Count every line in the entries that contains "utility". Report that count alone.

________

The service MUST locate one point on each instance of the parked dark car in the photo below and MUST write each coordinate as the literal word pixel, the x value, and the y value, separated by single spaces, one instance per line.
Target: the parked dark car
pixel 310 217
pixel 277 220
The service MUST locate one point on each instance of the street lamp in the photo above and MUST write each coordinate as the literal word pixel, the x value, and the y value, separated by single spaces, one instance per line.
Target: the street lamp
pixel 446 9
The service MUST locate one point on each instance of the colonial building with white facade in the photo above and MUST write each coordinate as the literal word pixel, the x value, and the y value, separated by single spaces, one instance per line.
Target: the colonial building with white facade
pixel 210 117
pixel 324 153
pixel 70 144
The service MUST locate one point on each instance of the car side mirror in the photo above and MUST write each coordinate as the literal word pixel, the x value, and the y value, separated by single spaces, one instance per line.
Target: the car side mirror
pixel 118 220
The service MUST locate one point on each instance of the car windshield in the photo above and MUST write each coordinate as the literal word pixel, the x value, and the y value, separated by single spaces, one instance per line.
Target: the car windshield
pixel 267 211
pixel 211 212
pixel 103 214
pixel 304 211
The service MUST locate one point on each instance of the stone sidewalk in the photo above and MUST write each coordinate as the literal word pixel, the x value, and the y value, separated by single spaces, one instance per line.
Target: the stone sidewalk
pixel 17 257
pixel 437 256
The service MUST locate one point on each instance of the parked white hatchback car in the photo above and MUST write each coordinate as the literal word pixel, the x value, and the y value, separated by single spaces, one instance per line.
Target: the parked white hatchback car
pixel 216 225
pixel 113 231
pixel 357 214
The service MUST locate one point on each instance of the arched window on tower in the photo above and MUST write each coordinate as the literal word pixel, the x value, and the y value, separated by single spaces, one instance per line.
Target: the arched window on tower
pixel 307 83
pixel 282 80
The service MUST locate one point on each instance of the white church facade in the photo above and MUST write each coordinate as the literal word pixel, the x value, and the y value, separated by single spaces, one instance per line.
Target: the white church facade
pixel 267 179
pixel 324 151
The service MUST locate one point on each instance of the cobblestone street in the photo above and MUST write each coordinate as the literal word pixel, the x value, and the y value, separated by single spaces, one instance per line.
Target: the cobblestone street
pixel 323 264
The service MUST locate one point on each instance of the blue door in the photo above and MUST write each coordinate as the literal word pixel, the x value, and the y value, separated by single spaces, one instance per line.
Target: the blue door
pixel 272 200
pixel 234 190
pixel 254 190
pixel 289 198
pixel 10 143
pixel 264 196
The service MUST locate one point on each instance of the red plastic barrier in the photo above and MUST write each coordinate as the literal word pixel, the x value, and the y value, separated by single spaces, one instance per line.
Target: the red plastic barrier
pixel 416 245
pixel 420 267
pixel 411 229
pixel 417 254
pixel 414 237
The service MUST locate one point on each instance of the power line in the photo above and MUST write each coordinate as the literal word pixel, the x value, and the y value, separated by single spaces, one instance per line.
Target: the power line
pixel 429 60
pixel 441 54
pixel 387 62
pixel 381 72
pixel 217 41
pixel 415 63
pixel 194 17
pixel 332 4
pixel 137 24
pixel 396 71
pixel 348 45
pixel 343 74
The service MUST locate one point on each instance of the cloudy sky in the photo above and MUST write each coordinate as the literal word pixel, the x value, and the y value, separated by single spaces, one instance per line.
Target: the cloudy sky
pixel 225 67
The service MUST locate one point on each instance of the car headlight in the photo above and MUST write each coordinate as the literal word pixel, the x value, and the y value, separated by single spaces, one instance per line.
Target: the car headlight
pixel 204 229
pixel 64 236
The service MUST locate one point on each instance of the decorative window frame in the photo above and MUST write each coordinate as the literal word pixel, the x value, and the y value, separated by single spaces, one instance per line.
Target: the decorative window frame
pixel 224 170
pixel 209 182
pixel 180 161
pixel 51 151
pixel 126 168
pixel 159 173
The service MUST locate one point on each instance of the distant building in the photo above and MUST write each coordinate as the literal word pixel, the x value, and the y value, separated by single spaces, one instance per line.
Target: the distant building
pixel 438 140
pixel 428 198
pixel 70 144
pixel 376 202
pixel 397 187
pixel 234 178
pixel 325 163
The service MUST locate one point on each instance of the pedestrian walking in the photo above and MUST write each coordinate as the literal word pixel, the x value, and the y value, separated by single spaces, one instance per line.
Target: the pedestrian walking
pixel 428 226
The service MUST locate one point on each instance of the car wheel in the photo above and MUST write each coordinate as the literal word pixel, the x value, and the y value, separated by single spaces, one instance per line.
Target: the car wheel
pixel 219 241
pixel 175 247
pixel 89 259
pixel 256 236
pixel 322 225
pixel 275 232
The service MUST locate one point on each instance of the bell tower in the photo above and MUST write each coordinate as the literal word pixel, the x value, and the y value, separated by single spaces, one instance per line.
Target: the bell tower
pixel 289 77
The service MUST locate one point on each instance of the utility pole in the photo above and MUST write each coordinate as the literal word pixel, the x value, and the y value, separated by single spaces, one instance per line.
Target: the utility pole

________

Answer box: 2